◆ WHAT YOU NEED TO DO ◆
A - How would you render this sentence from the essay on Halloween violence in Spanish: "Moderately spooky thrills of the season do not cause great societal damage."
B - Can you carry the essay on Halloween violence forward, beginning right after its final paragraph?

◆ TEXT SHOWN ◆

========================================

Every October, the act of murder is culturally glorified. We are shocked daily by reports of violent crime in our hometowns, yet around Halloween, the tolerance level for violence inexplicably, but undeniably, rises.
Allowing children to dress up in likeness of chainsaw-wielding killers becomes socially acceptable, sites of tragedies turn into profitable tourist locales, and mass murders somehow become cinematic rather than horrific. Today’s passivity for fictional violence, a phenomenon particularly noticeable in the weeks approaching Halloween, is alarming.
This is not to say that celebrating Halloween condones evil acts, or that haunted houses and horror movies should be abolished. Growing up, my neighbors and I annually built haunted mazes in my basement, and a favorite pastime with my high school friends was watching the worst-rated horror movies on Netflix. Moderately spooky thrills of the season do not cause great societal damage.
Rather, it’s the little cracks in the haunted structure that ultimately lead to the Halloween culture’s crumbling morality. Is a copious amount of graphic gore really necessary in order to give us our coveted scare? Do we need to watch others be slaughtered onscreen in movie franchises like Texas Chainsaw Massacre and Saw in order to be properly entertained?
We, as a society, need to realize what we have allowed the Halloween season to become: a brief, but potentially dangerous lapse in moral standards.
Defendants of the horror genre will argue that no harm stems directly from the violent acts portrayed in movies and in haunted houses; the audience is aware that the people being attacked are actors, and that no lasting effects exist—it’s clearly all pretend.

========================================

◆ EXTRACTED INFORMATION ◆

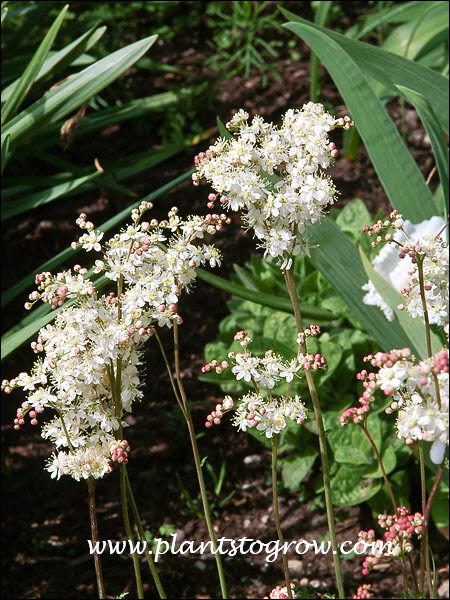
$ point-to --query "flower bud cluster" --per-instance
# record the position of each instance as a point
(281, 591)
(95, 343)
(399, 530)
(268, 414)
(420, 395)
(274, 175)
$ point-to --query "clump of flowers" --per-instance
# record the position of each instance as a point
(281, 591)
(428, 259)
(263, 411)
(274, 175)
(363, 592)
(399, 530)
(419, 390)
(88, 369)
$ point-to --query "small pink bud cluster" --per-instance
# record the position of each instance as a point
(83, 224)
(395, 221)
(307, 333)
(243, 338)
(399, 529)
(363, 592)
(119, 451)
(137, 213)
(409, 248)
(369, 381)
(23, 410)
(344, 122)
(214, 364)
(216, 415)
(440, 363)
(280, 591)
(313, 361)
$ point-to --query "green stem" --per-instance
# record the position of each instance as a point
(322, 439)
(94, 535)
(198, 467)
(276, 513)
(394, 505)
(140, 527)
(424, 552)
(129, 531)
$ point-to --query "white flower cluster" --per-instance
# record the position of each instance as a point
(398, 262)
(433, 254)
(88, 372)
(268, 414)
(420, 395)
(274, 175)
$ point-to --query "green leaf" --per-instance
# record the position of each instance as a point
(415, 37)
(338, 259)
(296, 467)
(30, 74)
(353, 217)
(57, 61)
(399, 13)
(5, 149)
(437, 138)
(12, 208)
(415, 328)
(348, 487)
(71, 94)
(283, 304)
(59, 258)
(389, 155)
(389, 69)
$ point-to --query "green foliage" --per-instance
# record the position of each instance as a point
(238, 27)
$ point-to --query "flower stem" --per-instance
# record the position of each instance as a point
(322, 439)
(94, 535)
(141, 531)
(198, 467)
(129, 531)
(276, 513)
(424, 552)
(394, 505)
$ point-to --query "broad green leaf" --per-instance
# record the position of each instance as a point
(415, 328)
(337, 257)
(57, 61)
(348, 487)
(320, 18)
(71, 94)
(390, 69)
(296, 467)
(437, 138)
(12, 208)
(50, 265)
(5, 148)
(353, 217)
(389, 155)
(415, 37)
(399, 13)
(30, 74)
(283, 304)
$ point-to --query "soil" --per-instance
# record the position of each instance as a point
(45, 523)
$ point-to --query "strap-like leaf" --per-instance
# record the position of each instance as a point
(396, 168)
(71, 94)
(30, 74)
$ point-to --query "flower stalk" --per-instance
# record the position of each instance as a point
(290, 283)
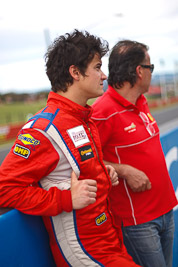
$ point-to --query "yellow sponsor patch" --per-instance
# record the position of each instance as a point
(21, 151)
(101, 219)
(27, 139)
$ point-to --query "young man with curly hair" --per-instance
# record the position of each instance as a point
(55, 168)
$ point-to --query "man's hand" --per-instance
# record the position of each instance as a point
(136, 179)
(113, 175)
(83, 192)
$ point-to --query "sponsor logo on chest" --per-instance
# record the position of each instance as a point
(27, 139)
(86, 152)
(101, 219)
(78, 135)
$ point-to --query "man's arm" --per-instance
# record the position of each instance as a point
(19, 178)
(136, 179)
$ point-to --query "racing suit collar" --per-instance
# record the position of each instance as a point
(69, 106)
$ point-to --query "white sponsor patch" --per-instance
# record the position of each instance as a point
(78, 135)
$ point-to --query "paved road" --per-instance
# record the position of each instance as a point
(166, 119)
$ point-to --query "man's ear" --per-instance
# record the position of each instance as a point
(74, 72)
(139, 71)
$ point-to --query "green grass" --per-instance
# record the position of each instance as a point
(18, 112)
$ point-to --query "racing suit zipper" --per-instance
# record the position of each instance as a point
(120, 242)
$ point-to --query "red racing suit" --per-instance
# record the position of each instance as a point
(130, 135)
(35, 179)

========================================

◆ RESPONSES BY ITEM NUMBER ◆
A - Los sustos moderadamente escalofriantes de la temporada no causan un gran daño a la sociedad.

B -
How “pretend” is it, though, when a troubled young man kills his mother and sister after being inspired by Halloween’s Michael Meyers, like 17-year-old Jake Evans did earlier this year? When a 14-year-old boy identifies with the serial killer in American Psycho and subsequently murders his best friend, like Michael Hernandez did in 2004?
Yes, these tragic events are rare, but their pattern suggests that excessive exposure to violent crime in slasher movies and Halloween-centered activities cannot be healthy for a functioning society.
Currently, a problematic societal expectation exists. It is assumed that people will eventually become “desensitized” to the graphic images and props found in modern Halloween culture after a certain amount of exposure.
Gore, though, should be shocking, even nauseating. We are not biologically equipped with the natural ability to watch as fellow humans are unceremoniously hacked into pieces, and therefore, becoming more comfortable with such atrocities should not be a normal skill.
Though the fascination with fright is seasonal, the amount of irreparable actions highlighted by the annual Halloween frenzy has a chilling effect on our society’s level of tolerance for violent acts. We must recognize that the haunted houses and horror movies of the Halloween season create an unnerving cultural acceptance for violence.